Set problem 1 ->
Answer these questions about the passage on British carriers below.
(a) Which British idea of the late 1940s was a failure?
(b) What did the steam catapult provide?
(c) What did the "batman" use by night to assist the pilot?
Set problem 2 -> Proceed with the passage on British carriers below, picking up after its final sentence.

Quoted passage ->
□ □ □ □ □ □ □
BRITISH CARRIERS
Between 1945 and 1990 the British navy had an astonishing record for originating some of the most exceptional new concepts in carrier design, even though its own force of carriers was rapidly diminishing and at one point almost reached zero. One British idea of the late 1940s for a flexible landing deck for use by aircraft without undercarriages was a failure, but the others were very successful, enabling carrier aviation, especially in the US navy, to flourish throughout the Cold War. Three of these British innovations appeared in the late 1940s, at a time when jet-propelled aircraft were coming into service; these were much heavier, much faster, and generally more difficult to take off and land than the previous generation of piston-engined aircraft.
The first British innovation was the angled deck, which was offset to port and enabled the take-off and landing areas to be separated, thus speeding up the aircraft handling rate, increasing the deck space available, and adding considerably to the overall safety of flying operations. Next came the steam catapult, which provided much greater energy to launch the heavier aircraft then entering service. Third, came the mirror deck-landing equipment, replacing the ‘batman’ who had stood on the flight deck, using brightly coloured bats by day and luminous sticks by night to assist the pilot in the final stages of his approach. This mirror system was very popular with pilots because it not only was much safer, but also put them back in charge of landing their aircraft. Some time later the British navy was the first to take the fixed-wing V/STOL aircraft to sea, and it also invented the ‘ski jump’, which dramatically increased the V/STOL aircraft’s take-off payload.
□ □ □ □ □ □ □
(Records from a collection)
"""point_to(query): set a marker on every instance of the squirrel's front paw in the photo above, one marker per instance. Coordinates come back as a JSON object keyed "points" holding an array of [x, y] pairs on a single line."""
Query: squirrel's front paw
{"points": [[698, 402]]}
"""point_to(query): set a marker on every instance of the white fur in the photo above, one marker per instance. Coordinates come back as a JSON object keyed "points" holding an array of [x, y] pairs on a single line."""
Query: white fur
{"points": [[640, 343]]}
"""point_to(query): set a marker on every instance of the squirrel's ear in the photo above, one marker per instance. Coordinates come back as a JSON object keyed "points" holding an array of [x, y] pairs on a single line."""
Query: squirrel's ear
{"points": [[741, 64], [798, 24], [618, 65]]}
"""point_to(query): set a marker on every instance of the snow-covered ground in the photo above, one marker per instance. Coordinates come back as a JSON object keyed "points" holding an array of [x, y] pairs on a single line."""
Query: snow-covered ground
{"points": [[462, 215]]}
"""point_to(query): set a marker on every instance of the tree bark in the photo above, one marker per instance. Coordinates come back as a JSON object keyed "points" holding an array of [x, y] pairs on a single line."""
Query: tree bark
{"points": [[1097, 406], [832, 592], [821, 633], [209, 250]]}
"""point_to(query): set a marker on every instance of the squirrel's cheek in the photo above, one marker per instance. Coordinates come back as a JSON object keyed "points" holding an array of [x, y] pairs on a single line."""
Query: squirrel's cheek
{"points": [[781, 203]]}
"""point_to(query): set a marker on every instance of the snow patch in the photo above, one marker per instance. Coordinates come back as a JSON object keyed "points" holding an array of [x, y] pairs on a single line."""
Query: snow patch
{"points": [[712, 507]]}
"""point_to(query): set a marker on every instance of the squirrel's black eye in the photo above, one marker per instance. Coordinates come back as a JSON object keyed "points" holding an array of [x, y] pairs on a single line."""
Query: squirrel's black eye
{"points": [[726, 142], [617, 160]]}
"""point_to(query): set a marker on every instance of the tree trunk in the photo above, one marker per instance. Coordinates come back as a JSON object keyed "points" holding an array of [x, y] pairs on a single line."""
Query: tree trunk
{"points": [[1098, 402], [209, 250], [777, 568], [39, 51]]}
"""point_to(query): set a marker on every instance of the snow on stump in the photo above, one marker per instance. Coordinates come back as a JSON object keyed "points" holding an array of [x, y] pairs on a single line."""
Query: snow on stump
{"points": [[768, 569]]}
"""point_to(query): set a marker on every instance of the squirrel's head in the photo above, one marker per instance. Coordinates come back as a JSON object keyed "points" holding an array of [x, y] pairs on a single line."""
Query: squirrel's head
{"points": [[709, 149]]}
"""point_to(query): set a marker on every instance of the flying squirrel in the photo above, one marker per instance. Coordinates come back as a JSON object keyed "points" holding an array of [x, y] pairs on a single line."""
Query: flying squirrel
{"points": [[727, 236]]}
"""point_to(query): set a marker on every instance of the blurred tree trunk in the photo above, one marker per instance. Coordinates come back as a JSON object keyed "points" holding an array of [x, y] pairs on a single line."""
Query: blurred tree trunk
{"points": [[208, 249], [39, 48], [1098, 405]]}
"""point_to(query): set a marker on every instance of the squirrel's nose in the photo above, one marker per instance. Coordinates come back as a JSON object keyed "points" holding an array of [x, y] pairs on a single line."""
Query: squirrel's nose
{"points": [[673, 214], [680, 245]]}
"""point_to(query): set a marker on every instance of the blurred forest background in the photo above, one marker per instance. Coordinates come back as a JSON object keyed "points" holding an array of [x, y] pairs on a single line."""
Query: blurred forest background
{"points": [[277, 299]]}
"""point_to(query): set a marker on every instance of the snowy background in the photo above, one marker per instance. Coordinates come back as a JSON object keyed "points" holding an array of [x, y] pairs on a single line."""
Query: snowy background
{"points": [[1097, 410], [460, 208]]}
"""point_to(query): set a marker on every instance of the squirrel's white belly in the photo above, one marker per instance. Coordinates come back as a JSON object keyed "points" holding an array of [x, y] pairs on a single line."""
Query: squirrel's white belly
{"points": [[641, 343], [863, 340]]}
□ □ □ □ □ □ □
Written answer 1 ->
(a) A flexible landing deck for use by aircraft without undercarriages.
(b) Much greater energy to launch the heavier aircraft then entering service.
(c) Luminous sticks.

Written answer 2 ->
The British emerged from the Second World War with six fleet carriers, all of which had been hard worked throughout the war, and nine of the smaller light fleet carriers, with a further two fleet and six light fleet carriers in various stages of construction. Some of the light fleet carriers were sold to Commonwealth and foreign navies, and the navy then endeavoured to operate a viable force of carriers to support its role as a major sea power. As with the Americans, the situation was complicated by the advent of jet aircraft, and, while the British were not short of good ideas, they suffered the frustration of seeing most of them come to fruition aboard American carriers rather than their own. Great efforts were also devoted to developing British aircraft, but the numbers required were small and the British development programmes were very protracted by comparison with those in the USA, so that, in general, British aircraft came into service some years after their US equivalent and did not have such a good performance.
The one exception was the Blackburn Buccaneer low-level bomber, which originated in 1953 with an operational requirement for an aircraft capable of approaching the target
below
the enemy’s radar beam at a speed of some 890 km/h. At the time this was an unheard-of requirement, although it became commonplace thereafter, and the Buccaneer was so successful it was ordered by the UK air force (which had rejected it some twelve years earlier).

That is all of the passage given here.